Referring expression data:
*** Block opens ***
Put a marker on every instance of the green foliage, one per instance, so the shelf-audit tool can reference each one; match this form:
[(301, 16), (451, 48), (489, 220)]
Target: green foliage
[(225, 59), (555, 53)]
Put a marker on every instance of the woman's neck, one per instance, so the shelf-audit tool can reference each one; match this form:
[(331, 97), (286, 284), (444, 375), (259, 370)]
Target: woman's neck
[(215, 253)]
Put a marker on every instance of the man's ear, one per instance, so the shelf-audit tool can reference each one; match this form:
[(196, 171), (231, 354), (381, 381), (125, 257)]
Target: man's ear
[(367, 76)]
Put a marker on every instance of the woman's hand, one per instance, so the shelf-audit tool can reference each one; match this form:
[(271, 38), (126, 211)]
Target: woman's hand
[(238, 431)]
*** Block closes ***
**Exercise instructions**
In the records above, how many lines include "each"? Reply only with the number.

**Answer**
4